_DOCUMENT_
# Broadband Internet Connection Tweaking & increasing speed



## amolkuber (Mar 4, 2011)

If you are reading this then you are looking to maximize your bandwidth by tweaking your computers registry and other settings. There are a few things you must know and understand prior to optimizing your connection. 

• Your goal in tweaking is to get 90% of your ISPs bandwidth caps, but remember that sometimes due to factors beyond your control such as routers, nodes, distance from your CO or congestion etc. you WILL NOT obtain that goal. 

• You need to know your ISPs caps in kilobits, for example I have Cox Internet Service and my caps are 3000/256. This information is usually found on your ISPs website. 

• You need to download CableNut from here(Broadbandnuts.com | CableNut Software - Download CableNut!), it is the most comprehensive internet connection tweaking app available. 

• You need to know what your maximum anticipated latency is by following the instructions here(DSLnuts | Cablenut | Tweaks). 

• Once you know what your ISPs caps and your maximum anticipated latency are you just need to input it into the CableNut Live webpage. Our own Moderator here j79zlr made this page and it uses the proper formula for finding all you optimum registry settings. 

• You need to make sure your MTU (maximum transmission unit) is set properly since other settings are based on this, to check yours do a TCP/IP Analyzer Test. This will tell you what your current TCP/IP registry settings are. The proper MTU values are as follows, make sure yours is set accordingly: Cable – 1500, Normal DSL – 1500, PPPoE DSL – 1492, XP Native PPPoE DSL – 1480. 

If you are using XP's native PPPoE setup and your MTU is not set to 1480 then copy and paste the following and make it a .reg file and merge it into your regstry to correct it: 

Windows Registry Editor Version 5.00 

[HKEY_LOCAL_MACHINE\SYSTEM\CurrentControlSet\Services\NdisWan\Parameters\Protocols] 

[HKEY_LOCAL_MACHINE\SYSTEM\CurrentControlSet\Services\NdisWan\Parameters\Protocols\0] 

"ProtocolType"=dword:00000800 
"PPPProtocolType"=dword:00000021 
"ProtocolMTU"=dword:000005c8 

• It is important to test your speed properly, the most accurate test is to download a large file from a fast reliable FTP server such as the following two: 

OOL FTP TEST 

AOL FTP TEST 

RoadRunner FTP Test (Tampa FL)

_SUPPLIED DATA_
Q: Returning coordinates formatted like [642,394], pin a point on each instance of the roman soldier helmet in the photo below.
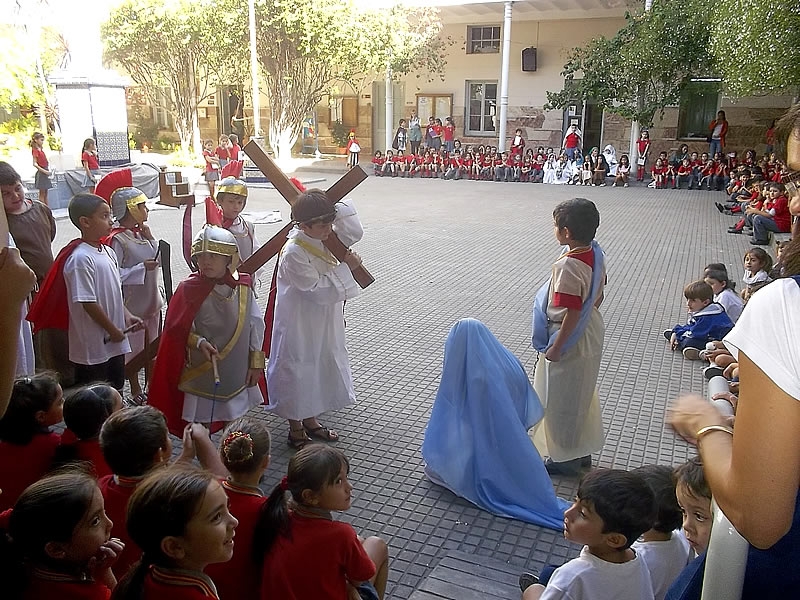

_WHAT YOU HAVE TO DO_
Reproduce the portion of the broadband tweaking post between "# Broadband Internet" and "your ISPs website.", inclusive. The data above play no part in this work.

_TASK ANSWER_
# Broadband Internet Connection Tweaking & increasing speed



## amolkuber (Mar 4, 2011)

If you are reading this then you are looking to maximize your bandwidth by tweaking your computers registry and other settings. There are a few things you must know and understand prior to optimizing your connection. 

• Your goal in tweaking is to get 90% of your ISPs bandwidth caps, but remember that sometimes due to factors beyond your control such as routers, nodes, distance from your CO or congestion etc. you WILL NOT obtain that goal. 

• You need to know your ISPs caps in kilobits, for example I have Cox Internet Service and my caps are 3000/256. This information is usually found on your ISPs website.